Instructions for the task
Change every "innermost point" in the listing below to "most central point", keeping everything else the same.

[START Data extract]

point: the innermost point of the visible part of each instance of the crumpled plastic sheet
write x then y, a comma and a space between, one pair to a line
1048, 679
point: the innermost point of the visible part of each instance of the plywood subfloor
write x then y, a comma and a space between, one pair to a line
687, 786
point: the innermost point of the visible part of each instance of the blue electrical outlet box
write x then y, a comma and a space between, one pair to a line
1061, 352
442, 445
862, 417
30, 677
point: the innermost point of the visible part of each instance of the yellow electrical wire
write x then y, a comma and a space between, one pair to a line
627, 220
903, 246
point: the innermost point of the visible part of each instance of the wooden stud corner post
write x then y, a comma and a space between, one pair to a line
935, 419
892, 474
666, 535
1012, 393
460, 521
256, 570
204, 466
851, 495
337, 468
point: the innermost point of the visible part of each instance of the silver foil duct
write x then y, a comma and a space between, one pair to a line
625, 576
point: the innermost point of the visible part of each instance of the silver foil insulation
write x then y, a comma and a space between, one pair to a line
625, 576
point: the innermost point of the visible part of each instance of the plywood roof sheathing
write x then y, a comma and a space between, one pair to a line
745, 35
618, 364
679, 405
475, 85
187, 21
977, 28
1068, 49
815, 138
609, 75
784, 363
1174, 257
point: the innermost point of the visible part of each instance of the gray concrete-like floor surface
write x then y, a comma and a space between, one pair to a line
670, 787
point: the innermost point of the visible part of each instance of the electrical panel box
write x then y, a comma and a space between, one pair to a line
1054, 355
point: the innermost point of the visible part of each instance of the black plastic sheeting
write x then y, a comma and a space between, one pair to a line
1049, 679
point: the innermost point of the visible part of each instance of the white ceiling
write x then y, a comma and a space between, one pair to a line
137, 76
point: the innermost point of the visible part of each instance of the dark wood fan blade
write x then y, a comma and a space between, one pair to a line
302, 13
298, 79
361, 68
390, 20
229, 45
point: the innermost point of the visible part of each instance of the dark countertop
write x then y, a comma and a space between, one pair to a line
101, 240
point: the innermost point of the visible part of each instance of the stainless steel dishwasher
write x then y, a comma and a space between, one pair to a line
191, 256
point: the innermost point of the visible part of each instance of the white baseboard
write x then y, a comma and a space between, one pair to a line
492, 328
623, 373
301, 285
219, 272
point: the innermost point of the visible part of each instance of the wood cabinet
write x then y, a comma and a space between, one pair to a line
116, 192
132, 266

[END Data extract]

Final answer
point: the most central point of the visible part of each instance of the crumpled plastic sheet
write x then y, a comma and a space between, one pair to a line
1048, 679
point: the most central point of the visible part of each instance of the plywood subfloor
write x then y, a comma and a space between, one pair to a line
687, 786
point: the most central point of the visible part of each instance of the blue electrical outlet box
write x then y, a comma and a space between, one pair to a line
1061, 352
442, 445
862, 417
30, 677
point: the most central point of the visible part of each instance of the yellow electrical wire
write x then y, a comma and a space between, one pair to a line
627, 220
903, 246
point: the most central point of the visible part of each instance of the wooden stud corner post
write x then y, a comma and a space between, one pair to a line
935, 419
892, 474
666, 535
1012, 393
460, 521
256, 570
204, 466
851, 495
337, 468
point: the most central point of the visible part of each instance of the silver foil duct
write x then y, a comma and a space between, one pair to a line
625, 576
point: the most central point of the visible part of each instance of the silver foil insulation
write x then y, a comma and a space between, one pair to a line
625, 576
point: the most central point of the visible part of each instance of the plywood roof sheathing
write x then y, a comma and a space between, one pair to a line
745, 35
618, 364
679, 405
475, 85
187, 21
977, 28
1068, 49
815, 138
609, 75
784, 363
1174, 257
point: the most central point of the visible part of each instance of the gray concrete-like floor surface
write x then y, a comma and a space between, one pair to a line
670, 787
point: the most central point of the visible part of each instance of the electrical panel box
write x then y, a comma and a space between, one pair to a line
1054, 355
point: the most central point of the visible part of each instance of the black plastic sheeting
write x then y, a comma and a space between, one pair to a line
1049, 679
point: the most central point of the visible part of each instance of the white ceiling
write x then y, a comma and a space between, one pair to a line
137, 76
point: the most central point of the visible part of each instance of the dark wood fan blade
write x then y, a comma and a space between, one pair to a line
302, 13
298, 79
361, 68
390, 20
229, 45
point: the most central point of the visible part of each instance of the dark countertop
write x then y, a comma and a space between, one pair to a line
101, 240
point: the most central point of the visible part of each instance of the stainless steel dishwasher
write x then y, a comma and a space between, one pair to a line
191, 256
point: the most central point of the visible part of each instance of the white baseboard
write x then y, a comma and a space between, one pair to a line
492, 328
623, 373
301, 285
219, 272
point: the most central point of the visible part of each instance of the wood cabinet
write x then y, a comma and a space between, one pair to a line
116, 192
132, 266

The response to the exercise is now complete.